Trecho:
◇ ◇ ◇ ◇ ◇ ◇ ◇
TRAVESSIA A CAVALO NA BALSA

Era final da década de 50, a vida no Morro Grande era demasiadamente pacata, passávamos dias sem ver a presença de uma pessoa estranha a família. Na divisa de nosso sítio havia uma estrada, mas dificilmente se via alguém passar por ela. Algumas vezes se via algum caminhante que ia a direção do Porto dos Mendes. A estrada, mais adiante, do outro lado do morro que ligava a Cidade e o Porto passava a velha Jardineira pela manhã indo para a cidade e a tardezinha ouvia se o ronco do motor cansado voltando. Um dia ou outro ouvia se o ronco do motor de algum caminhão ou a caminhonete “pick up William” de um fazendeiro lá da beira do rio que ia ou voltava da cidade. A noite sim se via, com mais freqüência, a luz ao longe, no pé da serra os carros que vinham da Rodovia Fernão Dias em direção a cidade de Boa Esperança. Do mais não se ouvia nem o barulho de avião cortando os céus. Mas a natureza era pródiga em pássaros e grande variedade de outros animais que quebravam a monotonia do lugar com seus cantos e sons específicos.
Raramente íamos ao povoado de Ribeirão ou Porto dos Mendes, a não ser quando meu pai precisava comprar alguma coisa na venda ou quando me mandava ir vender hortaliças no povoado - jiló, tomate, repolho ou outro produto de nosso sítio.
Logo de manha papai preparava duas *caçambas cheias dos produtos a serem vendidos, colocava na sela do cavalo e não esquecia da medida, uma lata de óleo vazia, para medir o produto. Acontece que eu sempre queria agradar aos fregueses e colocava sempre um pouco mais que a unidade da medida padrão (o litro). Quando chegava a casa sempre era questionado pelo resultado da venda que era sempre menos do previsto. Explicava que eu sempre colocava um pouco mais da medida para cativar as pessoas para de outras vezes comprarem de mim e não de outros. Lembro que isso justificava um pouco, mas não agradava totalmente papai.
◇ ◇ ◇ ◇ ◇ ◇ ◇
Material fornecido:
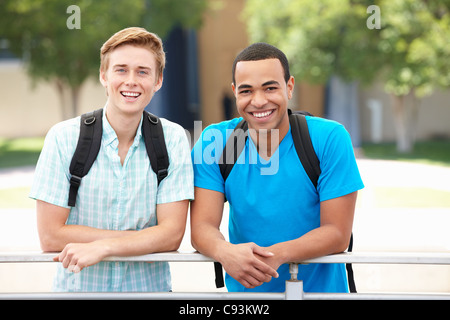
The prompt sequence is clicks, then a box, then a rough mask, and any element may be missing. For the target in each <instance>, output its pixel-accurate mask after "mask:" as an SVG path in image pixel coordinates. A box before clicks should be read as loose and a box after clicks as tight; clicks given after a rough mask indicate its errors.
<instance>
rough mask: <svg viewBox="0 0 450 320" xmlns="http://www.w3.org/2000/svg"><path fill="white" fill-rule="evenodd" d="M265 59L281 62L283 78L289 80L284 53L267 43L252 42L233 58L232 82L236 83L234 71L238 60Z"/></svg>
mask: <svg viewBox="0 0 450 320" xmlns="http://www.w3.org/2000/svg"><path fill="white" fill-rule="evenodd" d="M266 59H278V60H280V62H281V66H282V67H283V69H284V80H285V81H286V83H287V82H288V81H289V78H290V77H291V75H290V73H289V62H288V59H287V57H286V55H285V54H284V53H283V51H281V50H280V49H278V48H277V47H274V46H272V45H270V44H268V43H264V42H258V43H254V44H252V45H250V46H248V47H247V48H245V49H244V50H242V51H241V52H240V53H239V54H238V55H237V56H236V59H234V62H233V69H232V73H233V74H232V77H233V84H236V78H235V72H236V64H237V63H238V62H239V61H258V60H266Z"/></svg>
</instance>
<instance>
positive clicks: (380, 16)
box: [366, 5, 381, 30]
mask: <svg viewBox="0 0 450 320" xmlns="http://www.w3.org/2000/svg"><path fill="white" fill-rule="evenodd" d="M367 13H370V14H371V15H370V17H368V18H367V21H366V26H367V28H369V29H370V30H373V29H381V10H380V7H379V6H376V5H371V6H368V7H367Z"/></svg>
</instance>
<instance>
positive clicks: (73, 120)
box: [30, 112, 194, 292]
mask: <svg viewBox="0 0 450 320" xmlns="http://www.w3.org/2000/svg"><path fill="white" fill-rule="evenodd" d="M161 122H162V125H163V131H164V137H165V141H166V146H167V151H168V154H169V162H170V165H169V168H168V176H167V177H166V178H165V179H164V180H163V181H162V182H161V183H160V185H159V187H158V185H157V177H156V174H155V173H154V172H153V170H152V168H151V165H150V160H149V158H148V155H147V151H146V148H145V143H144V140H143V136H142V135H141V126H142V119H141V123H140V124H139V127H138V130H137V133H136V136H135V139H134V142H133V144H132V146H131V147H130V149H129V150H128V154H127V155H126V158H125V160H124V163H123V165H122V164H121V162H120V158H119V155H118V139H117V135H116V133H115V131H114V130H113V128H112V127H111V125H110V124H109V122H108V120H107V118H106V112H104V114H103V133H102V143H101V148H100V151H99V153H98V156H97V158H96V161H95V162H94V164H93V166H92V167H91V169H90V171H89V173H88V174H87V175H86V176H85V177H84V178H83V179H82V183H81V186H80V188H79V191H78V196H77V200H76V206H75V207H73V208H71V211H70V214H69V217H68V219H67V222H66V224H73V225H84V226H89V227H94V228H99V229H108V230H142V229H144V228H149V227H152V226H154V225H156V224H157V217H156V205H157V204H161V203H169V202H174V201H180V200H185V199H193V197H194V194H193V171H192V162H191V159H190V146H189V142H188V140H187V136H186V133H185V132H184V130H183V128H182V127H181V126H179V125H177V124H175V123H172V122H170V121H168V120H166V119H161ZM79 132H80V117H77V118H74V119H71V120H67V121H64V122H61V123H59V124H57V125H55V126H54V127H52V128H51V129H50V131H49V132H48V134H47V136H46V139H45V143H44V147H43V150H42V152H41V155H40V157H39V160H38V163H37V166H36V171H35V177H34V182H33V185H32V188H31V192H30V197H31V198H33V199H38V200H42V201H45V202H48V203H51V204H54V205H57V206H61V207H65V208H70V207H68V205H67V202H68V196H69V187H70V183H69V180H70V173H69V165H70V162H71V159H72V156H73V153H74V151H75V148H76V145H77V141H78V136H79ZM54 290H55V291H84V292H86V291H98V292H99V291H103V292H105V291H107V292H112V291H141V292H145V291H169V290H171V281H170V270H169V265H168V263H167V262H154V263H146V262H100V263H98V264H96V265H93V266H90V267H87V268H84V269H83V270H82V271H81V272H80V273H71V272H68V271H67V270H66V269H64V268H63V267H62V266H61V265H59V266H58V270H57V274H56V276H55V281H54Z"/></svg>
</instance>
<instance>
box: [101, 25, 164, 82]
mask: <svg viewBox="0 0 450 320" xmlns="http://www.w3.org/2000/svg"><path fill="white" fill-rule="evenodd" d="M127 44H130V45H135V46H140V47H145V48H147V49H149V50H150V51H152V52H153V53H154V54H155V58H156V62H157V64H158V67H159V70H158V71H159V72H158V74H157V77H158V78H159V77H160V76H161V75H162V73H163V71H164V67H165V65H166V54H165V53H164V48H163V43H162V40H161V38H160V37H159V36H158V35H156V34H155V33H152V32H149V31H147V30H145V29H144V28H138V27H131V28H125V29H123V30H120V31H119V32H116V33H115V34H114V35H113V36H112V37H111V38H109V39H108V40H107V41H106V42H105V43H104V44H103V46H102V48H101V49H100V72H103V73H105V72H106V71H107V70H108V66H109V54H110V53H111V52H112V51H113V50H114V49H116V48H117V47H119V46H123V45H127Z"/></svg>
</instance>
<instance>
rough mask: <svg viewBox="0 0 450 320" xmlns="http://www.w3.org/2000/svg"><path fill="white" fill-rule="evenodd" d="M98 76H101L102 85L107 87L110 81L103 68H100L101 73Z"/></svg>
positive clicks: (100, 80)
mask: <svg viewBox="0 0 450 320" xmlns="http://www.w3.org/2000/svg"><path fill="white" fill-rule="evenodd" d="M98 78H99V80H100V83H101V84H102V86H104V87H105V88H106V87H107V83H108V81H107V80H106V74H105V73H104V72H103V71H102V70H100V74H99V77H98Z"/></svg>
◇ ◇ ◇ ◇ ◇ ◇ ◇
Perguntas:
1. Transcreva do relato da travessia a cavalo a passagem que vai de "Logo de manha" até "agradava totalmente papai.", incluindo este final.
2. Por favor, dê continuidade ao relato da travessia a cavalo a partir da última frase apresentada.

Respostas numeradas:
1.
Logo de manha papai preparava duas *caçambas cheias dos produtos a serem vendidos, colocava na sela do cavalo e não esquecia da medida, uma lata de óleo vazia, para medir o produto. Acontece que eu sempre queria agradar aos fregueses e colocava sempre um pouco mais que a unidade da medida padrão (o litro). Quando chegava a casa sempre era questionado pelo resultado da venda que era sempre menos do previsto. Explicava que eu sempre colocava um pouco mais da medida para cativar as pessoas para de outras vezes comprarem de mim e não de outros. Lembro que isso justificava um pouco, mas não agradava totalmente papai.

2.
O povoado era pequeno, muita gente possuía a sua própria horta, o que dificultava a venda, por isso às vezes ia até o povoado do Sapecado que ficava na outra margem do Rio Grande. Mas papai alertava sempre que eu deveria deixar o cavalo do lado de cá, no Porto para não ter que pagar duas passagens na Balsa.
Mas certa vez resolvi ir ao Sapecado a cavalo, era mais cômodo, tomei a Balsa e embarquei o cavalo também pagando duas passagens, papai não precisaria saber, o dia parecia estar produtivo já havia vendido boa parte e sabia que lá no Sapecado venderia o restante. Não havia o que se preocupar. Mas papai não poderia saber, pois certamente haveria uma boa bronca. Atravessei o rio com o meu cavalo e lá fui eu pelas poucas ruas que havia todo imponente levando meus produtos e oferecendo de casa em casa.
Qual não foi a minha surpresa ao passar pela praça, em frente à Capela vejo surpreso o tio Pedrinho lá aguardando a hora do horário da Balsa para o Porto dos Mendes. Não pude deixar de mostrar meu contentamento ao ver meu tio por lá, mas por outro lado subiu um arrepio de medo do que poderia acontecer se ele se encontrasse com meu pai e falasse que me encontrou no Sapecado e a cavalo! O que tivesse que acontecer aconteceria, nada mais poderia fazer e passei o resto do meu tempo ao lado do meu tio até a travessia do rio.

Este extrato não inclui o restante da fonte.